GOAL OF THE EXERCISE:
Return exactly the lines of the records below, starting at the line that contains "Target = blue bucket hat" and ending at the line that contains "Target = white cap", with both of those lines kept.

Natural-language object grounding data:
===
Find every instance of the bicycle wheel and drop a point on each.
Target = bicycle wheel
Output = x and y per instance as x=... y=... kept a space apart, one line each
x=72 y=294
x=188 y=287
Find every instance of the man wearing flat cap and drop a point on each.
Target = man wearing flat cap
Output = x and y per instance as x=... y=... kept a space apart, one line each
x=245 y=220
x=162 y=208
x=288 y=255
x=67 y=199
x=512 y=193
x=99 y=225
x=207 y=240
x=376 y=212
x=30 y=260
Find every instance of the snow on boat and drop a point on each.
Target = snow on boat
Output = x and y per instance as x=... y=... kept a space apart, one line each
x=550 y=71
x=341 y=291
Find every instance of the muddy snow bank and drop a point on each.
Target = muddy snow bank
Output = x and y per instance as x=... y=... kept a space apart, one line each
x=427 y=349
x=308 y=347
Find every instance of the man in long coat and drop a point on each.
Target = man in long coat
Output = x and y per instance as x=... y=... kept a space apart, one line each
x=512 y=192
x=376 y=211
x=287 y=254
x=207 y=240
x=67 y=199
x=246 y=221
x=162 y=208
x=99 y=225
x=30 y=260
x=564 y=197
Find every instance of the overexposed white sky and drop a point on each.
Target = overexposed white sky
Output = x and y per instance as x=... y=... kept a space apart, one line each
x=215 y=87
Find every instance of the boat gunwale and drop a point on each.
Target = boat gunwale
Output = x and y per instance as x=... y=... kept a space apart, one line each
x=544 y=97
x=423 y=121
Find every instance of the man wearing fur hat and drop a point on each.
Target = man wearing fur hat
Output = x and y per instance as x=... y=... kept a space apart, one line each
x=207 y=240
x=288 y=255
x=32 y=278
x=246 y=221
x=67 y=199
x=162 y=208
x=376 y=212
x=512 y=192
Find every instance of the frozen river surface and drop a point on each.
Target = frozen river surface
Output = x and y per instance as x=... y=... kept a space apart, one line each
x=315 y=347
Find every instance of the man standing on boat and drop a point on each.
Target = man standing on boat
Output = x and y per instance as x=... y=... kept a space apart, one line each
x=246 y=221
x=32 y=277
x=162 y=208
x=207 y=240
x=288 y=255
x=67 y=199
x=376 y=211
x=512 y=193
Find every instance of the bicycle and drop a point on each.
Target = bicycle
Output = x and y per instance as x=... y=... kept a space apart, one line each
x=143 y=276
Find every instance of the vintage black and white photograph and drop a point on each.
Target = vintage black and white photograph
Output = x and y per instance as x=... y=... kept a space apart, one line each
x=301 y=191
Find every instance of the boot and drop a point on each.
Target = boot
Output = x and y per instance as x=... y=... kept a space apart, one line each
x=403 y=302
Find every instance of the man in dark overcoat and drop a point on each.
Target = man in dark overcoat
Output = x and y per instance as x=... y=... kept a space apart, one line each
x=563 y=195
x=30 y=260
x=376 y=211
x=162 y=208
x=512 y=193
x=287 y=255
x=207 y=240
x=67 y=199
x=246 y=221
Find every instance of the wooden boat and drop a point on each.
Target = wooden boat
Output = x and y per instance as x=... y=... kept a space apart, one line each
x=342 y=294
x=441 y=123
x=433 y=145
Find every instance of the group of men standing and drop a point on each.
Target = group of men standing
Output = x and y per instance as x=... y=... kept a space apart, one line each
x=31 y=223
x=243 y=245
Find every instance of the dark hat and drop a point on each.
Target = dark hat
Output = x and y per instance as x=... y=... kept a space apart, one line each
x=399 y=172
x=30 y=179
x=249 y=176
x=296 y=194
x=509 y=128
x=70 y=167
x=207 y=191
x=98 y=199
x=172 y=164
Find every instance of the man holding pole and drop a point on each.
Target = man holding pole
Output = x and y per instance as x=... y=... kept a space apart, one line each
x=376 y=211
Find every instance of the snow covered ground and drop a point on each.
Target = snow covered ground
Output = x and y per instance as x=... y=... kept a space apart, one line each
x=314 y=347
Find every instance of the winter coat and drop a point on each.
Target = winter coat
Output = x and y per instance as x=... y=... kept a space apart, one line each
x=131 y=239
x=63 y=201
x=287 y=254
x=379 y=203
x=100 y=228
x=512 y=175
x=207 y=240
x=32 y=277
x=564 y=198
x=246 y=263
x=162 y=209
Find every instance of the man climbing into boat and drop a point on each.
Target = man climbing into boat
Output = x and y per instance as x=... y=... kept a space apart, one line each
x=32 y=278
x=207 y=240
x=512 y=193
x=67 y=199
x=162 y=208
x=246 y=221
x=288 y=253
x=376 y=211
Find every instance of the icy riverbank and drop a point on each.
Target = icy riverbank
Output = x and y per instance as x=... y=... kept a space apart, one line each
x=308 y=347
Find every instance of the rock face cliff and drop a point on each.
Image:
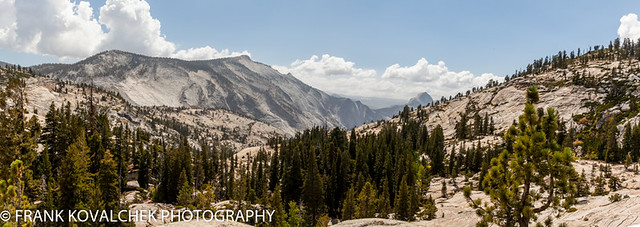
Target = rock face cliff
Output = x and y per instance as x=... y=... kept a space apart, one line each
x=237 y=84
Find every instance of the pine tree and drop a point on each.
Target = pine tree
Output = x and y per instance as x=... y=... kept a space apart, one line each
x=74 y=178
x=292 y=179
x=293 y=216
x=349 y=205
x=184 y=196
x=384 y=207
x=436 y=143
x=312 y=189
x=536 y=159
x=280 y=216
x=108 y=183
x=627 y=161
x=599 y=182
x=144 y=171
x=366 y=202
x=430 y=209
x=402 y=206
x=582 y=185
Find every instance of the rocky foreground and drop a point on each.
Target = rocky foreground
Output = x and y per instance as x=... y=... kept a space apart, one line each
x=454 y=210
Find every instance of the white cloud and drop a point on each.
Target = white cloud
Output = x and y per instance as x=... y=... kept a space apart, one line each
x=336 y=75
x=206 y=52
x=328 y=66
x=67 y=29
x=437 y=79
x=629 y=27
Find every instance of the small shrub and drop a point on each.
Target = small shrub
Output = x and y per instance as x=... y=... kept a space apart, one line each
x=615 y=198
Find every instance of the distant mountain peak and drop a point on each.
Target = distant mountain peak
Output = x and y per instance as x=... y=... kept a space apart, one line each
x=421 y=99
x=238 y=84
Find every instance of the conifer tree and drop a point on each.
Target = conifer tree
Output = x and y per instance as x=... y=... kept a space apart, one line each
x=108 y=183
x=384 y=207
x=536 y=159
x=144 y=171
x=74 y=178
x=292 y=179
x=436 y=154
x=366 y=202
x=312 y=189
x=280 y=216
x=402 y=205
x=184 y=195
x=293 y=216
x=349 y=205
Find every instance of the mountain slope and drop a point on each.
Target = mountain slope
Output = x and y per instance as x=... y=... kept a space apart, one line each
x=237 y=84
x=421 y=99
x=215 y=125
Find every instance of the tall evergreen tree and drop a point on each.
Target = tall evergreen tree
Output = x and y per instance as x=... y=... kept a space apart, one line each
x=536 y=160
x=74 y=179
x=108 y=183
x=312 y=189
x=367 y=202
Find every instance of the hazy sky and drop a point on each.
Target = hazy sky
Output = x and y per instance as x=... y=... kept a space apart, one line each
x=392 y=49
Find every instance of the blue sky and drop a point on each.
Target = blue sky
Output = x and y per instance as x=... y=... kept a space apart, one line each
x=360 y=40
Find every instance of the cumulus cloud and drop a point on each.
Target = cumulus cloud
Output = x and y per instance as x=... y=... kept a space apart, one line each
x=336 y=75
x=67 y=29
x=328 y=66
x=206 y=52
x=629 y=27
x=439 y=80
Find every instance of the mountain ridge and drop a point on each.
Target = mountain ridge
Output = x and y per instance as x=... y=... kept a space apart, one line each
x=237 y=83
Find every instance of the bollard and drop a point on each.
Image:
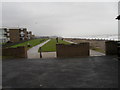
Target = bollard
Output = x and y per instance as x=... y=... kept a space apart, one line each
x=40 y=52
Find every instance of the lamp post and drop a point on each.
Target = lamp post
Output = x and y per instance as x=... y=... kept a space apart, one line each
x=118 y=18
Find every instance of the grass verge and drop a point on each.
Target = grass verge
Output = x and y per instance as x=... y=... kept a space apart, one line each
x=51 y=45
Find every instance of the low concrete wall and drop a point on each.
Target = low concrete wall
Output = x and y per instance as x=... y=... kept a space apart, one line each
x=72 y=50
x=19 y=52
x=95 y=43
x=111 y=47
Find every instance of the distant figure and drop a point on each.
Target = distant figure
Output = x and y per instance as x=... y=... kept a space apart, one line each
x=57 y=39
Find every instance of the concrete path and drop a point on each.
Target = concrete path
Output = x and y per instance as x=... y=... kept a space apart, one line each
x=92 y=52
x=70 y=42
x=33 y=52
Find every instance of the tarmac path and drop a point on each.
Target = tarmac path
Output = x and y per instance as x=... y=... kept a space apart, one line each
x=33 y=52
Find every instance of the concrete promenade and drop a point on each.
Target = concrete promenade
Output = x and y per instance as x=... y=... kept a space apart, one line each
x=33 y=52
x=90 y=72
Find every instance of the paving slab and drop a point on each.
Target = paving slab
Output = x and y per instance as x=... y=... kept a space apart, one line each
x=90 y=72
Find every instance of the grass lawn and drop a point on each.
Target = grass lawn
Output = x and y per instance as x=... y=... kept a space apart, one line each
x=33 y=42
x=51 y=45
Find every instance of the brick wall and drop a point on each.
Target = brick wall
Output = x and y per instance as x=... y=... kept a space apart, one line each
x=19 y=52
x=72 y=50
x=111 y=47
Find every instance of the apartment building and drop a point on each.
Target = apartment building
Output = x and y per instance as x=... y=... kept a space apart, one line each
x=15 y=34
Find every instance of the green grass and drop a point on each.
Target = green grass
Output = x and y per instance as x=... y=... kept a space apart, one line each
x=33 y=43
x=51 y=45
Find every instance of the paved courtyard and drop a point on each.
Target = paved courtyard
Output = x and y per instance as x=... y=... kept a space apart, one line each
x=91 y=72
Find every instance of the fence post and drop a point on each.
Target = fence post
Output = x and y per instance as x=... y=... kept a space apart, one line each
x=40 y=52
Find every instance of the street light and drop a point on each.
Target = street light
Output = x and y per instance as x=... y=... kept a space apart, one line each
x=118 y=17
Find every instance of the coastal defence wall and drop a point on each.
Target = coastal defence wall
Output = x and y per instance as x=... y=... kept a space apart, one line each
x=94 y=43
x=111 y=48
x=19 y=52
x=72 y=50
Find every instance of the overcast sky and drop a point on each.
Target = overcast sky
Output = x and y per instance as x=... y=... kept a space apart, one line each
x=68 y=19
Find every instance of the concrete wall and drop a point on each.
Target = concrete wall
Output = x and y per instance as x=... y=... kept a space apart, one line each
x=72 y=50
x=111 y=47
x=93 y=43
x=19 y=52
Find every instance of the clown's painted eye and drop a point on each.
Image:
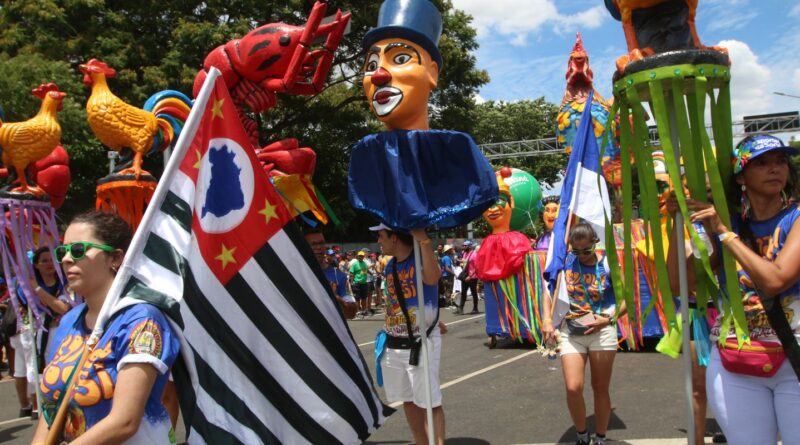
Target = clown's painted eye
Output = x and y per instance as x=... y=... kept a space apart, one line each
x=401 y=58
x=371 y=65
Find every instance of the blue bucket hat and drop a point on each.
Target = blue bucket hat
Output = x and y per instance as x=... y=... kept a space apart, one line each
x=755 y=146
x=416 y=20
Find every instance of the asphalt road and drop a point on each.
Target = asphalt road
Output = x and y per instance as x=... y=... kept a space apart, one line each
x=502 y=396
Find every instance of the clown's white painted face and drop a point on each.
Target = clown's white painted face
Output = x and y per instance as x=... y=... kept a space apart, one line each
x=398 y=78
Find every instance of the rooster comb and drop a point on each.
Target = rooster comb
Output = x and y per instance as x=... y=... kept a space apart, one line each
x=98 y=66
x=578 y=47
x=42 y=90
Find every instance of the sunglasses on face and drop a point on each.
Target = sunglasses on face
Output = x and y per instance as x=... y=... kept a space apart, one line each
x=78 y=250
x=502 y=200
x=585 y=251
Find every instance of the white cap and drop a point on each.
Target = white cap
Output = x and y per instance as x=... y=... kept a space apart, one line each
x=380 y=227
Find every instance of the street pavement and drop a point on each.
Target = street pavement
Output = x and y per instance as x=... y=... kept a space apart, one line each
x=502 y=396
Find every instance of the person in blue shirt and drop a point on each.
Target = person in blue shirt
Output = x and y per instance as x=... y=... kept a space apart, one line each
x=403 y=380
x=118 y=392
x=755 y=400
x=448 y=278
x=588 y=332
x=337 y=279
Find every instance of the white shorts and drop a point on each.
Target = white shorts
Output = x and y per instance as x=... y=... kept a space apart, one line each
x=406 y=383
x=603 y=340
x=24 y=360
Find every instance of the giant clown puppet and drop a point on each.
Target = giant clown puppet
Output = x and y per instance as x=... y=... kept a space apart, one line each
x=511 y=273
x=411 y=176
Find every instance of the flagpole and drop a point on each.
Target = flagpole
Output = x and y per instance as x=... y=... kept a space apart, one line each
x=683 y=288
x=423 y=334
x=570 y=216
x=140 y=237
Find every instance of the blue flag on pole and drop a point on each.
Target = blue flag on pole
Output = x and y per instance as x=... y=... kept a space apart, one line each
x=581 y=195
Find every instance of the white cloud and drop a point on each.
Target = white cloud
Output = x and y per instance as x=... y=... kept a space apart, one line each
x=519 y=18
x=796 y=79
x=751 y=89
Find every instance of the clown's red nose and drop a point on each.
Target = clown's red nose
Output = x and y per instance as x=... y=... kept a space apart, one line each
x=381 y=77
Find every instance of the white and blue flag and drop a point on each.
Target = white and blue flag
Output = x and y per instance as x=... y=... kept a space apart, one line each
x=583 y=194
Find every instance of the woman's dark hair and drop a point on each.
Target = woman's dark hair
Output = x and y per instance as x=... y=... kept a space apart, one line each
x=735 y=198
x=582 y=231
x=108 y=228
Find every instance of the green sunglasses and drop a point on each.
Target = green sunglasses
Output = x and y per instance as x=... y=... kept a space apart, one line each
x=78 y=250
x=585 y=251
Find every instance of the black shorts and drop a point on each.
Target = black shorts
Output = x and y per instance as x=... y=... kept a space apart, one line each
x=360 y=291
===
OUTPUT OF THE EXERCISE:
Target = blue bucket hat
Output = x and y per instance as x=... y=... kept a space apart, one line each
x=755 y=146
x=416 y=20
Find every instance of the asphalt road and drop a point on each.
Target = asphalt road
Output = x and y per instance as x=... y=... kept a space apart, one line each
x=502 y=396
Find every instance of the clown's white painted face and drop a point on each.
Target = clown's white painted face
Output = x and y per instance as x=... y=... kept a space apart, one line each
x=398 y=78
Find every instance of the rooster comb and drop a point on each.
Target = rooster comb
Output = x and y per instance as x=... y=... kept a space apart, one line each
x=98 y=66
x=578 y=47
x=42 y=90
Find every instance of the sunglasses on face and drop a point on each.
Target = sunglasses on face
Output = x and y per instance as x=... y=... kept a space apart, one line each
x=78 y=250
x=502 y=200
x=585 y=251
Find every instance of the white cap and drop a point on each.
Target = white cap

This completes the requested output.